> [Assigned task] Extract the lines that carry the string "approximate" from the listing.

> [Material provided]
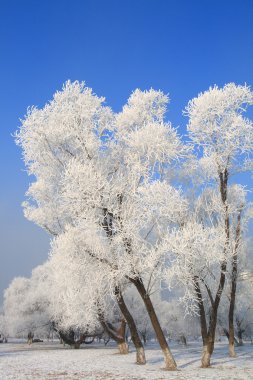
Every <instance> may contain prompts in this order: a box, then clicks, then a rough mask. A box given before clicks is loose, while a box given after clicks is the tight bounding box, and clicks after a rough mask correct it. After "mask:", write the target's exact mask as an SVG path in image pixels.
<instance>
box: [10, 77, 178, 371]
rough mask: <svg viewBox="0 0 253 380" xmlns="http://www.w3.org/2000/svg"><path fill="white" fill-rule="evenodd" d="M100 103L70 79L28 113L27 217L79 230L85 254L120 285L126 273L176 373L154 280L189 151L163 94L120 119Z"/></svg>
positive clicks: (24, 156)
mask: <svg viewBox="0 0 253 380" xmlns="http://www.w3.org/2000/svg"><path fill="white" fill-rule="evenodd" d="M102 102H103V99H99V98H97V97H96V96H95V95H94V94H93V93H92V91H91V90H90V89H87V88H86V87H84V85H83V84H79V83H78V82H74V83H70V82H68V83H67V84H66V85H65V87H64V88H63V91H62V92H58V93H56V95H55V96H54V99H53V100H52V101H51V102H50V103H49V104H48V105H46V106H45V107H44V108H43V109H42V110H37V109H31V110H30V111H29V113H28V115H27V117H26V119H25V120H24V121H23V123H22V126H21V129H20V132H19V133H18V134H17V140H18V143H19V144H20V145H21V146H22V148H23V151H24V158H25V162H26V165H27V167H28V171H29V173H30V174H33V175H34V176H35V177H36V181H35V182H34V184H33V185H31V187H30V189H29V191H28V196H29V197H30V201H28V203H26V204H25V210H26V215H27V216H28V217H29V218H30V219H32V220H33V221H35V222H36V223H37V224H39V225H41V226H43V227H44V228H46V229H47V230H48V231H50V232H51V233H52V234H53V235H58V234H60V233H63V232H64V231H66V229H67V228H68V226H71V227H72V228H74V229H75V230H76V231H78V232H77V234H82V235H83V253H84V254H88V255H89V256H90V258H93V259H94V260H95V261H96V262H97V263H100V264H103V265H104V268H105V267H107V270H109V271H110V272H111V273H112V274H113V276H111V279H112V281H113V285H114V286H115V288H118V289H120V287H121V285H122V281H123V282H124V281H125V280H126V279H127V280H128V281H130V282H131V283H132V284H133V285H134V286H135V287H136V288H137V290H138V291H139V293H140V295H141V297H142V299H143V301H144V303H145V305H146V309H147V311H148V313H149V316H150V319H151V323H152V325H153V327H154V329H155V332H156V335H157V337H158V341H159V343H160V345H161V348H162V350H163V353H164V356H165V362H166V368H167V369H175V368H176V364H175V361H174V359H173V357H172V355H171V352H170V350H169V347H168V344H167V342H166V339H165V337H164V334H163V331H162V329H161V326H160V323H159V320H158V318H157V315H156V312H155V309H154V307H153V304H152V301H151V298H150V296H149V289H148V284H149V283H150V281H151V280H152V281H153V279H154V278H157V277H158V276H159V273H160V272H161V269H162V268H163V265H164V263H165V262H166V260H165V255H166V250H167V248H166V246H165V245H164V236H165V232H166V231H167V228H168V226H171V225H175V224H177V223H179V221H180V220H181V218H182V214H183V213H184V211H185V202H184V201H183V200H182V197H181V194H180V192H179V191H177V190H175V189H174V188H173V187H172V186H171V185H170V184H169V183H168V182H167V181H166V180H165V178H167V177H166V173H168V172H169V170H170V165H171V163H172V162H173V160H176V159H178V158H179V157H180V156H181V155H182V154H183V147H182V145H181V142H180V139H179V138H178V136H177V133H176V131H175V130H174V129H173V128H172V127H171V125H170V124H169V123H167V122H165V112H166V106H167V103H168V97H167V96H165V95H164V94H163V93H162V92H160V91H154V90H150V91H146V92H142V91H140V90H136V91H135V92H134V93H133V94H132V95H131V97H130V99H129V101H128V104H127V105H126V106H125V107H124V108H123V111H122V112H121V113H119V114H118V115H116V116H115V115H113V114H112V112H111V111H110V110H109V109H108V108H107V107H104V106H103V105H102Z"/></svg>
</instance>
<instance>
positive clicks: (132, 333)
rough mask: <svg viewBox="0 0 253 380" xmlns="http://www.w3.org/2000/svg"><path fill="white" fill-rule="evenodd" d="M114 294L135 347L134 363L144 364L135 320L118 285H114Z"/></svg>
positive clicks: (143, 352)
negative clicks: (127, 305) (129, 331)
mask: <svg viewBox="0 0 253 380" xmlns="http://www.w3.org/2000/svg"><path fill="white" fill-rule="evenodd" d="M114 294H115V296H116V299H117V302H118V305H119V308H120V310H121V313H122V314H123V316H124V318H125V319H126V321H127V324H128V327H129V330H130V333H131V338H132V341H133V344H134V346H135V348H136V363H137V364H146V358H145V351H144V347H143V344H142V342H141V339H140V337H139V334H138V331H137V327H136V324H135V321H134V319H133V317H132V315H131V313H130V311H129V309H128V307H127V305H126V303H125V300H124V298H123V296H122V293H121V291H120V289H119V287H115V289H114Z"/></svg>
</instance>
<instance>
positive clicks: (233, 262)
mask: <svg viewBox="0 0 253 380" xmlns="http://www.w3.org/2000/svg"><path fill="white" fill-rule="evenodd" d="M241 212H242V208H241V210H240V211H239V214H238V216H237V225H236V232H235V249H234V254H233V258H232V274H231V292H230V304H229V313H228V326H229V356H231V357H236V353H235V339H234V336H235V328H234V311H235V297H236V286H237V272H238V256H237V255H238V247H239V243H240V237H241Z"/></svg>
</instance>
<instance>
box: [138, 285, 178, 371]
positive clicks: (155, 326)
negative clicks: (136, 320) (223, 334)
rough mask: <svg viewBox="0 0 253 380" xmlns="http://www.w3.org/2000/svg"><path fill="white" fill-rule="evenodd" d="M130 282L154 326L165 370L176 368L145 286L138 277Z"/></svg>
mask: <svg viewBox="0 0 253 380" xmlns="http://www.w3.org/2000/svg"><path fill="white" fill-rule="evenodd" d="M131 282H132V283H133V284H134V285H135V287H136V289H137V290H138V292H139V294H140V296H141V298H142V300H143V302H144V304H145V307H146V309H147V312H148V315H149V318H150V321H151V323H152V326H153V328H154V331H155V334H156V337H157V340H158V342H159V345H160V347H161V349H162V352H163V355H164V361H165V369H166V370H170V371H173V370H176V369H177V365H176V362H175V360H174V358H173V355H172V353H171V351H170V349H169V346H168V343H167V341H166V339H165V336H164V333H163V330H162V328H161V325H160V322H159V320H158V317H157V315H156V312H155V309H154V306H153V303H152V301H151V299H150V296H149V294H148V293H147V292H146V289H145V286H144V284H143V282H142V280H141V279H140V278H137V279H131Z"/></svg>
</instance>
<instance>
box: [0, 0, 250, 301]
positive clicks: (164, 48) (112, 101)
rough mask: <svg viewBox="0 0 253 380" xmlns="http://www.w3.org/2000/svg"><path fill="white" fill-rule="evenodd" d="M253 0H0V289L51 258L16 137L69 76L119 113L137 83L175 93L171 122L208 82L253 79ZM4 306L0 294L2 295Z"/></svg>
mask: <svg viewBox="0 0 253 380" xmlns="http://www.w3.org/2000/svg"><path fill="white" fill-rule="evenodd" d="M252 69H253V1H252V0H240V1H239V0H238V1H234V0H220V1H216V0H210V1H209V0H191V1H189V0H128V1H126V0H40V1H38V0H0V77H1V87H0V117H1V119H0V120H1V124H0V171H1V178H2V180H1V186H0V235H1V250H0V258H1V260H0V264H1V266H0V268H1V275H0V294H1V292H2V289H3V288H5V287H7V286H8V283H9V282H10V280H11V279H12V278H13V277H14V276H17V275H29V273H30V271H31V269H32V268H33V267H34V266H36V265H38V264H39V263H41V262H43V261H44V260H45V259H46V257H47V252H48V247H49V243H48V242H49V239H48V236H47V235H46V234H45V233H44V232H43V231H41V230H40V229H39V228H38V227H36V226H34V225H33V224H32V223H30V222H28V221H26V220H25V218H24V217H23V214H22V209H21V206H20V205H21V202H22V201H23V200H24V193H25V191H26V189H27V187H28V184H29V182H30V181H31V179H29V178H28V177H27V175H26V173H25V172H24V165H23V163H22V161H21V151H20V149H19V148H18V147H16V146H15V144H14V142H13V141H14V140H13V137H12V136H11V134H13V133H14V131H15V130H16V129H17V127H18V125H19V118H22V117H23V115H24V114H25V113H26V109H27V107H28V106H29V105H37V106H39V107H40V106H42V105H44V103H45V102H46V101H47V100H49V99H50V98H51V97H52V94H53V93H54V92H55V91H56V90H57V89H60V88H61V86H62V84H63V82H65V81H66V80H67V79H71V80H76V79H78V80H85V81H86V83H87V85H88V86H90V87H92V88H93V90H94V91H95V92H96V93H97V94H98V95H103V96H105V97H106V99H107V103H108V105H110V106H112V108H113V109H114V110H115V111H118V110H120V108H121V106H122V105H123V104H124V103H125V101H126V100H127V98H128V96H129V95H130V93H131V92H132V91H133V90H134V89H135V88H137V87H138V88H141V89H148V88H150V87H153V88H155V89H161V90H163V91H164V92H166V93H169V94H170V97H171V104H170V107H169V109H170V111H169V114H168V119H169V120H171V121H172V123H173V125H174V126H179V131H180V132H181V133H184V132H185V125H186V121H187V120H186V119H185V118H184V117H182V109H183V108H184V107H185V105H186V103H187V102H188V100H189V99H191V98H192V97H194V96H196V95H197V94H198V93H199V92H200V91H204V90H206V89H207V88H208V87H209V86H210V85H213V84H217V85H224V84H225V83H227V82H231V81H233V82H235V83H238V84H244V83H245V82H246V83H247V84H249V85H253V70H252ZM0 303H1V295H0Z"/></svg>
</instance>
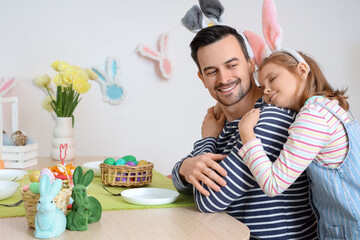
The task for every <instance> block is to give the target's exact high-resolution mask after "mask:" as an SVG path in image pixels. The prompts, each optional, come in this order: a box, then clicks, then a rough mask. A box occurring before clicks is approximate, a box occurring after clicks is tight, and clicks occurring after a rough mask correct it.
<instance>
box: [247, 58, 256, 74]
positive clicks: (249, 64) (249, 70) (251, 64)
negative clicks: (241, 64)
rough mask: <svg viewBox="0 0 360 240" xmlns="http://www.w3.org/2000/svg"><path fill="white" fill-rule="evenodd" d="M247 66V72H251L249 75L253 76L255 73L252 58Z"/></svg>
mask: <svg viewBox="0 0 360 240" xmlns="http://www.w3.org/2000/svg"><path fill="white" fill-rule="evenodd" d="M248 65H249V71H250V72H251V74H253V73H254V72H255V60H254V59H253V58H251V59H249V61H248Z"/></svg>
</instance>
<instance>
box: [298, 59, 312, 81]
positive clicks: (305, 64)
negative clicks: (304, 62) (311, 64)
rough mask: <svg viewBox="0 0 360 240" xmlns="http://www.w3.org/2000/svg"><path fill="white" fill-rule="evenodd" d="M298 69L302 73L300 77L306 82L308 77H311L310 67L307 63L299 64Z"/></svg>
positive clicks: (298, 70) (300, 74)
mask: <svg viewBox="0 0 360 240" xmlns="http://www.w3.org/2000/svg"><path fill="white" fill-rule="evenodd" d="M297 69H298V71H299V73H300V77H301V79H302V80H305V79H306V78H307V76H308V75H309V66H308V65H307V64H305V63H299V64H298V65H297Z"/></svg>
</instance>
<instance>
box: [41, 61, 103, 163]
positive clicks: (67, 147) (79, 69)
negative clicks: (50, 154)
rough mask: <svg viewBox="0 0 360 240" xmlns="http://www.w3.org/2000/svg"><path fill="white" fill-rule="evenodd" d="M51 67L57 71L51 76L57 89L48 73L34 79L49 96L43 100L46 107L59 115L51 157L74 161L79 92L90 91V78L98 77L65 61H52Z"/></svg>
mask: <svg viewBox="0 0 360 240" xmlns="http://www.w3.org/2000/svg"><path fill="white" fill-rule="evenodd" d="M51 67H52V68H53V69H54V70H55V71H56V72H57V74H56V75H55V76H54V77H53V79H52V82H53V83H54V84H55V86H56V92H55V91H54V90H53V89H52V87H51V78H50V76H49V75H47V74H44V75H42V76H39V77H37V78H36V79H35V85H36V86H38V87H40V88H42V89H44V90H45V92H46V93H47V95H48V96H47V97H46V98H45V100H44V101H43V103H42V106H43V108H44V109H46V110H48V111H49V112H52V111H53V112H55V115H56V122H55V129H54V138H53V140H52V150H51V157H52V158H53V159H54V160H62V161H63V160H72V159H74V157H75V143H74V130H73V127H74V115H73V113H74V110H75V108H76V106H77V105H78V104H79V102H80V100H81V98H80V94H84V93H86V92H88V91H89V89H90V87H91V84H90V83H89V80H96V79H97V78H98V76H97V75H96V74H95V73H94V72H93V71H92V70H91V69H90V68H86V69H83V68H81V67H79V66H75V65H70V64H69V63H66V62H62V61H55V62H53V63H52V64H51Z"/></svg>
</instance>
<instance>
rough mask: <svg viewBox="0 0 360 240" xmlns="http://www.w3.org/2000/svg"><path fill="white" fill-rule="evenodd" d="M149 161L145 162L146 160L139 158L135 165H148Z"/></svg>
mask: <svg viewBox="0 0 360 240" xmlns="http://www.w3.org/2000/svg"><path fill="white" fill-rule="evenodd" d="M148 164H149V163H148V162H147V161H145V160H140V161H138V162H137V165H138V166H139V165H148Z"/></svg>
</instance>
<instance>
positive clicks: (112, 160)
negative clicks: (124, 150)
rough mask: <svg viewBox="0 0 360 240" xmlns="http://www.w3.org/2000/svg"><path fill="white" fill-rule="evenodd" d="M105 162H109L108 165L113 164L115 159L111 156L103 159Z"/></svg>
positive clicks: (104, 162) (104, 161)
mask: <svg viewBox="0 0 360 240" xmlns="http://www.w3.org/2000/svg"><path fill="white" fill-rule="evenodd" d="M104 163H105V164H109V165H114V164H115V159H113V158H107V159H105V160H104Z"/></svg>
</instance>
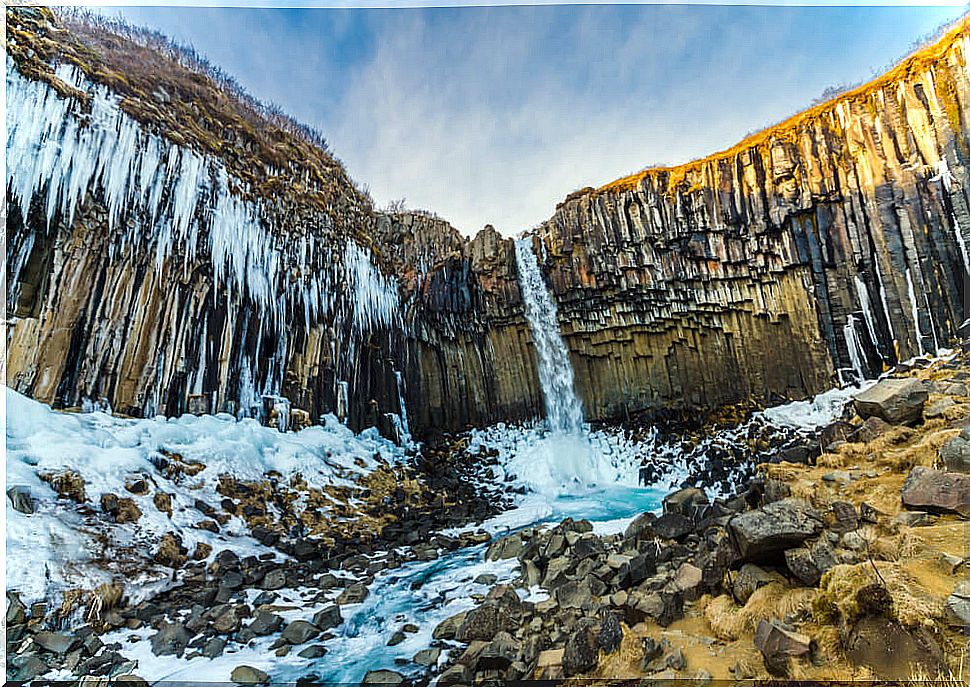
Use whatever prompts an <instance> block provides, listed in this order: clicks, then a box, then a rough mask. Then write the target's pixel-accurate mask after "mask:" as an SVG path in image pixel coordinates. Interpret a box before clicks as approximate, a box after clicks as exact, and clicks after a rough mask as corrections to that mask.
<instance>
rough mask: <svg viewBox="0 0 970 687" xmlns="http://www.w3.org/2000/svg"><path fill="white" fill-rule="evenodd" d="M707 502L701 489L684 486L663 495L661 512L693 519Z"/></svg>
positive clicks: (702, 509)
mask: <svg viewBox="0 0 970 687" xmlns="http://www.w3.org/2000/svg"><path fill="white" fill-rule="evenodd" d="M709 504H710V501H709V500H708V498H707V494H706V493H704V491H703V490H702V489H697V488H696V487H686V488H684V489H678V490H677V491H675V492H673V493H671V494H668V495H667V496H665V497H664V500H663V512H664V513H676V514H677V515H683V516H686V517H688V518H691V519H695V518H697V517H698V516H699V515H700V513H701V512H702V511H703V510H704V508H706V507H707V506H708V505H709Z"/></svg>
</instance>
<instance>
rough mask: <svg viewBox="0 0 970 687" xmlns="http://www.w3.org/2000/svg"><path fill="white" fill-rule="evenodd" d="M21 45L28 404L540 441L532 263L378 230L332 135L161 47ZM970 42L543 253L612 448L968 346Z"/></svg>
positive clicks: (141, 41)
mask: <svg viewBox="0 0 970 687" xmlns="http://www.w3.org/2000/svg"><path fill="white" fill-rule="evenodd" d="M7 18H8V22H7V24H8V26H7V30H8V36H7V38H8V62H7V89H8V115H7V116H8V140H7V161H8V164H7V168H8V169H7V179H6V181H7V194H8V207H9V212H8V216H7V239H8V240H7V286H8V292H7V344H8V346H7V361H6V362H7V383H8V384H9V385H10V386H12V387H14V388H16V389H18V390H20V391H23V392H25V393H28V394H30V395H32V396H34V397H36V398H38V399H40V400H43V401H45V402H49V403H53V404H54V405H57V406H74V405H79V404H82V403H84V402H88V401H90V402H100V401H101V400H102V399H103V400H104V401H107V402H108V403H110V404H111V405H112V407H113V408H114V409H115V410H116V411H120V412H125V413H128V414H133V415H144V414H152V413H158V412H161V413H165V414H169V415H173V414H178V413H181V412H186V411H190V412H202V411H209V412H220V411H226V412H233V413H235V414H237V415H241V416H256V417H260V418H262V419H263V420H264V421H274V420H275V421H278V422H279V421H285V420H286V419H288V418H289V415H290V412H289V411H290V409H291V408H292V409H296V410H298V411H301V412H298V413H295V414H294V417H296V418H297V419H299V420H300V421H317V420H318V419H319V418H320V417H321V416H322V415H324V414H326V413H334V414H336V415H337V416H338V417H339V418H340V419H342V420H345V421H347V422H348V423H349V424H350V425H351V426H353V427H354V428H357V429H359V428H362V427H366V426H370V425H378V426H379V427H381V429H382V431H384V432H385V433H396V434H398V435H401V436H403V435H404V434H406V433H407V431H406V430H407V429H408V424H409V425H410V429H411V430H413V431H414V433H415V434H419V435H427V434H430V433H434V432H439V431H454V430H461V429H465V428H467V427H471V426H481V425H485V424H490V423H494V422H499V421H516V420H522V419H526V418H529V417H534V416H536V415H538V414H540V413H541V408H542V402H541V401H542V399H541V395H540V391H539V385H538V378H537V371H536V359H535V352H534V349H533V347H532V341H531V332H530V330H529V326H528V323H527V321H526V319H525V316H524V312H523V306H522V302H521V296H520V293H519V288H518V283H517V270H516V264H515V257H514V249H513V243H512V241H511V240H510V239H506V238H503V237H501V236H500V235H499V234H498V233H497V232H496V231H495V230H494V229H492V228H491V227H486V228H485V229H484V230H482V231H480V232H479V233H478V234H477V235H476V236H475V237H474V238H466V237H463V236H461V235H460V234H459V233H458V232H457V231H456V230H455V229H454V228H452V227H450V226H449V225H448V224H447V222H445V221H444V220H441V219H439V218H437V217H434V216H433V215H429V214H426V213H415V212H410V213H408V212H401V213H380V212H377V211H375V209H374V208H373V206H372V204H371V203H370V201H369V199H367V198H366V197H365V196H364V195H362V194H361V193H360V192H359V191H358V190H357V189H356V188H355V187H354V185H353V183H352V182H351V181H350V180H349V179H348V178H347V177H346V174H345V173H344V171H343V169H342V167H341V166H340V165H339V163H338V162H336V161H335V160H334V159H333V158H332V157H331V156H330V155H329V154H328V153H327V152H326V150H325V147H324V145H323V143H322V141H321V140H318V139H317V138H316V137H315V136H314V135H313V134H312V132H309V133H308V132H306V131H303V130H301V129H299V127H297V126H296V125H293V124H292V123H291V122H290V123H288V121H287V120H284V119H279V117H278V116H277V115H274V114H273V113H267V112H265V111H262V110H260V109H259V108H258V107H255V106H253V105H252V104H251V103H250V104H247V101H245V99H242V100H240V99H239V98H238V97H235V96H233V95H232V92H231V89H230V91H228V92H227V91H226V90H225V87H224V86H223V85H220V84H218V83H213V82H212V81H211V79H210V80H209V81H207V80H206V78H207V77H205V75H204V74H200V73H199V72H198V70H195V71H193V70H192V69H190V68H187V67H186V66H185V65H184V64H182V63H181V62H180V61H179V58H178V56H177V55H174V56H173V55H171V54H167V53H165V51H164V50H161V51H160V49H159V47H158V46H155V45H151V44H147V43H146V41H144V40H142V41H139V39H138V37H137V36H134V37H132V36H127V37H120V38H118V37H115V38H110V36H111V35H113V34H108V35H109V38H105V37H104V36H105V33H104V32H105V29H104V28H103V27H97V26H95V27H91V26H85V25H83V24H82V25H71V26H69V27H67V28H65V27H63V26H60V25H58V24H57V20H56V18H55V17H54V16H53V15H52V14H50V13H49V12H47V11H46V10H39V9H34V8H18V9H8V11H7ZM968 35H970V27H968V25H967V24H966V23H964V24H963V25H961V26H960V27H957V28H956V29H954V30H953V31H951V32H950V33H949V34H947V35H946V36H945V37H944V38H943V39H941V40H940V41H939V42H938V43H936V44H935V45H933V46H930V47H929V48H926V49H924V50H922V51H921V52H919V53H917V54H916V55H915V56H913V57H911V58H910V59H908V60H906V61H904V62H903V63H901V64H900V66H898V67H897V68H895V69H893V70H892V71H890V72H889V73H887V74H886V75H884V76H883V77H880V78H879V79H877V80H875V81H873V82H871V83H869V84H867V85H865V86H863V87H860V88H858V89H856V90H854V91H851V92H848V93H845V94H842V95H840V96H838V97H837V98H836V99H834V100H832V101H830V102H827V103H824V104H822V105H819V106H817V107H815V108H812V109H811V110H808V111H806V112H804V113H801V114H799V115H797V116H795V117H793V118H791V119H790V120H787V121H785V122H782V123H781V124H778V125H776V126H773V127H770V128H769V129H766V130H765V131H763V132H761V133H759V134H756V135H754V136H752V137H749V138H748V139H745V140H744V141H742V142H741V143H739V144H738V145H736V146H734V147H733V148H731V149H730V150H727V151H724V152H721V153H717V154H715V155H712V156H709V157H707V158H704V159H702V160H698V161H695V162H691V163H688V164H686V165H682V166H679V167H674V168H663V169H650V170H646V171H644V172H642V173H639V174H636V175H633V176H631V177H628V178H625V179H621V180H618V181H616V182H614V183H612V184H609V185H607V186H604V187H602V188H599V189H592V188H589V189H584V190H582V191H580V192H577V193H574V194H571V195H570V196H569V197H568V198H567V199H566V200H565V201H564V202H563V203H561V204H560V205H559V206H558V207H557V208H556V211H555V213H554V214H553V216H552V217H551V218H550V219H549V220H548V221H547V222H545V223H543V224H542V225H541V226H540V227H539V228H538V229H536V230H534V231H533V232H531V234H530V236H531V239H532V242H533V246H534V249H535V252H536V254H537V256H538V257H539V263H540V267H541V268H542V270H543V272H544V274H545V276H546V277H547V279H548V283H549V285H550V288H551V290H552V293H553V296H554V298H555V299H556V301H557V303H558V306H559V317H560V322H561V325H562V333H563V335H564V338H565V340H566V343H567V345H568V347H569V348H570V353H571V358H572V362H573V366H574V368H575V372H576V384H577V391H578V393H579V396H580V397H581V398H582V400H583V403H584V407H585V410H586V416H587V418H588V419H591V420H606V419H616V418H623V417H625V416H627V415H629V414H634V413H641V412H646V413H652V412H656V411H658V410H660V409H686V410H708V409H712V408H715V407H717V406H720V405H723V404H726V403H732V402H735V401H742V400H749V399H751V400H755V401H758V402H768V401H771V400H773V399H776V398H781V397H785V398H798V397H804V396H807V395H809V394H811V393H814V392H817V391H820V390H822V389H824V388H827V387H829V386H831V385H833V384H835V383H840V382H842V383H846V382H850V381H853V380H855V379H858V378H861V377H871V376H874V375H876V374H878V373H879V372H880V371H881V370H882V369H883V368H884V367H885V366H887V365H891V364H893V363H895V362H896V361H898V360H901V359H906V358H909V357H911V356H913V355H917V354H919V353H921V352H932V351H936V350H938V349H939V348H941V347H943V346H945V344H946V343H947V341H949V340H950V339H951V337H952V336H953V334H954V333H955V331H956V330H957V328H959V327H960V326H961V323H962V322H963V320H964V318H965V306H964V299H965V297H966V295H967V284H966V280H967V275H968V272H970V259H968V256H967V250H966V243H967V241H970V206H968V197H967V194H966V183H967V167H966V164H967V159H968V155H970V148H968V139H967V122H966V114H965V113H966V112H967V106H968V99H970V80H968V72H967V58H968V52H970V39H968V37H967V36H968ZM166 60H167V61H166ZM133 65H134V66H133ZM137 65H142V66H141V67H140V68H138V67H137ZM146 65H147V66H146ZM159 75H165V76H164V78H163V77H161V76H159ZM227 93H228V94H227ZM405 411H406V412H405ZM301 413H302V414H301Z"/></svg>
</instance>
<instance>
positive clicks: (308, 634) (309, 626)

> [Response area]
The task for every <instance> block is to give the target's exact high-resolution mask after "mask:" as an SVG path in image pixels. The prompts, each optional, come in this order: a box, then clicks, then a rough mask. A box occurring before clicks is approximate, a box occurring after clicks is tight, and clicks occurring after a rough mask correct it.
Use whatever prompts an <instance> block provides, listed in this order: clicks, then a box, then a rough mask. Then write the target's pixel-accurate mask after "mask:" as an SVG path in image pixel coordinates. Interpret a box before clicks as approximate, a box after clicks as exact, and clicks after a rough mask as corrections to that mask.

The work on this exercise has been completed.